[Region pointing data]

--------------------

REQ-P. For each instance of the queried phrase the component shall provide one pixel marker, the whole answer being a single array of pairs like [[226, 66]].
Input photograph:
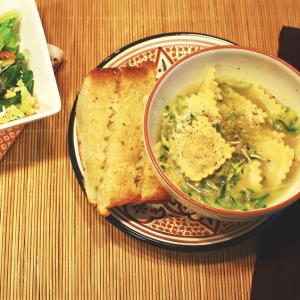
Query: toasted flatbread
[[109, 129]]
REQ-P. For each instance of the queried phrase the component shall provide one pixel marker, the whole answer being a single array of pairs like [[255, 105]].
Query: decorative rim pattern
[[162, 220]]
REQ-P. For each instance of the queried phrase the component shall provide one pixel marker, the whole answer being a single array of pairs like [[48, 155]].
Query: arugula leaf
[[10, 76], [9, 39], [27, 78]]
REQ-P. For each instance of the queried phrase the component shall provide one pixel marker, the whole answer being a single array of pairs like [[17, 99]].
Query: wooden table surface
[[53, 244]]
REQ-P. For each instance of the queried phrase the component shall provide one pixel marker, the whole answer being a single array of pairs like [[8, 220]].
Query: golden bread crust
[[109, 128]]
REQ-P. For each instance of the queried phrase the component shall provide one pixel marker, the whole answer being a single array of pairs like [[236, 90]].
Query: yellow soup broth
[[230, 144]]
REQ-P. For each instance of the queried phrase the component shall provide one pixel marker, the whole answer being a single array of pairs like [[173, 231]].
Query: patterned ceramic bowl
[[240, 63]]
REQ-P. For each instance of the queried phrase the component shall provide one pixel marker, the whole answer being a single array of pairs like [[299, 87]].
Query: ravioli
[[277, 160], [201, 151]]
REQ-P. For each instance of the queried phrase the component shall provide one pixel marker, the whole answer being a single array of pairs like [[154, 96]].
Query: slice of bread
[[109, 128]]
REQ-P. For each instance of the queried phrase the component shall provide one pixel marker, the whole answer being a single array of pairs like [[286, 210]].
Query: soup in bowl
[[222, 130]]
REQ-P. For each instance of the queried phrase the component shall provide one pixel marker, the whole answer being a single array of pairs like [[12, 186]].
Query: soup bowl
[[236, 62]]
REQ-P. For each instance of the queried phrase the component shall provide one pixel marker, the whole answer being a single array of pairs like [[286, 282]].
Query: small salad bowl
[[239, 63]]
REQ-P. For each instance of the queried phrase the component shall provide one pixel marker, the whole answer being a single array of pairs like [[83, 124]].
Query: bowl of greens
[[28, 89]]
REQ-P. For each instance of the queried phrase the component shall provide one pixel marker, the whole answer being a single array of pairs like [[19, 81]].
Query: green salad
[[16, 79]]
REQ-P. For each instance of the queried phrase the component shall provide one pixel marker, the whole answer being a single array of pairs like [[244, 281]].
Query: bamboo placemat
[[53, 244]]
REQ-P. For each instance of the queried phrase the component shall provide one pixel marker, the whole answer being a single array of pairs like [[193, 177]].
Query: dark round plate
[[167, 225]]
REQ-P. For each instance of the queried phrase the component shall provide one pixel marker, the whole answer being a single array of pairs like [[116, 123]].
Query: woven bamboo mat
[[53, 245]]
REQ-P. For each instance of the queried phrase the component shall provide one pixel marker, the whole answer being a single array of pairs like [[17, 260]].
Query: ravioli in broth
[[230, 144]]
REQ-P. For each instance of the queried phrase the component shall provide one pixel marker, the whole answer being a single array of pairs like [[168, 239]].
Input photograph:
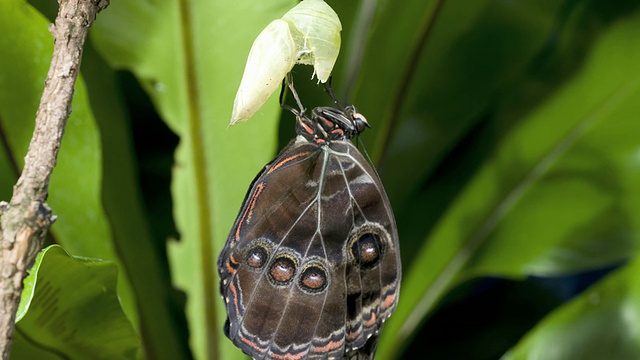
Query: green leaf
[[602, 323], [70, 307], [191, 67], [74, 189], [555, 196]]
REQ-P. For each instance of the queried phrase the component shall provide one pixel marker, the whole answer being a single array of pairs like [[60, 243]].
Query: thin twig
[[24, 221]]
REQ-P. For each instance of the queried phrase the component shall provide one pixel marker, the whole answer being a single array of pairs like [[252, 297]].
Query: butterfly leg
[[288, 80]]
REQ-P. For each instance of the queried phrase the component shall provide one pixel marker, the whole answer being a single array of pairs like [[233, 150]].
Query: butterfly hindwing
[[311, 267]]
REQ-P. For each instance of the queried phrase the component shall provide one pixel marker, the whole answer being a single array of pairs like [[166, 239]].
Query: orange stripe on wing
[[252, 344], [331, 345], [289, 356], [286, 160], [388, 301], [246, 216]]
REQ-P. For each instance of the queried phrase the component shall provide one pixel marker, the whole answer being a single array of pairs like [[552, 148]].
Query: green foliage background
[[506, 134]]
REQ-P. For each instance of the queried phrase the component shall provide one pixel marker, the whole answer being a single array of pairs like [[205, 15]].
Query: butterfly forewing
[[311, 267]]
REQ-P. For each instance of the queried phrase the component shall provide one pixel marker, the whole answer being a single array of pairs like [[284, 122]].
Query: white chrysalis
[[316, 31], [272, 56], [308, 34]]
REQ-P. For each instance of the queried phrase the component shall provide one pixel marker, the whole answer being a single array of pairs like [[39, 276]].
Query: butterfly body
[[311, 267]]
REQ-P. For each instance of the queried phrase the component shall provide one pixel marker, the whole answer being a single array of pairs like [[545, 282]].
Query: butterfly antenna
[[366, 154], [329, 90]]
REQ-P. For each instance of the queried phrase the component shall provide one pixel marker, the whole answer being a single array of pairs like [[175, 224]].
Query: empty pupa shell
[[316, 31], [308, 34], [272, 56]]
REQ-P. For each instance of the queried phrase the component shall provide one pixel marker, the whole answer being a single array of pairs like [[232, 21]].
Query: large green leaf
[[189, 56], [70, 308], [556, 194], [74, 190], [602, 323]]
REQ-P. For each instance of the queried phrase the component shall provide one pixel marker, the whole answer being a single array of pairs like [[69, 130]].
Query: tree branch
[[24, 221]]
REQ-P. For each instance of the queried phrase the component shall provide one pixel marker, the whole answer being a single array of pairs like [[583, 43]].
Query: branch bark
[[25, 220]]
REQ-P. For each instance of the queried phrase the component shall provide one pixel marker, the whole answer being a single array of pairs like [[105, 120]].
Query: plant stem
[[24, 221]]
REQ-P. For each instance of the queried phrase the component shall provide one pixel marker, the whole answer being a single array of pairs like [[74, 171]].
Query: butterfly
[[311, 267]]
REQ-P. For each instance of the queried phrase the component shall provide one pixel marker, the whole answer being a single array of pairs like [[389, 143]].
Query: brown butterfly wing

--------------------

From the records above, repeat exactly the lines from the one with "Query: soup bowl" through the one with "like [[19, 81]].", both included.

* [SOLUTION FOR THIS TASK]:
Query: soup bowl
[[236, 62]]
REQ-P. For each instance of the queried phrase the component shall provide one pixel marker, the whole answer being a single array of pairs like [[286, 282]].
Query: small salad bowl
[[239, 63]]
REQ-P. For each instance of the queried phrase the component shall provide one pixel marker, the whole answer being a single array of pairs like [[83, 124]].
Query: bowl of greens
[[28, 89]]
REQ-P. For each instance of the queried phrase the component shall provide one pixel marker, the whole answer being a single array of pairs like [[19, 81]].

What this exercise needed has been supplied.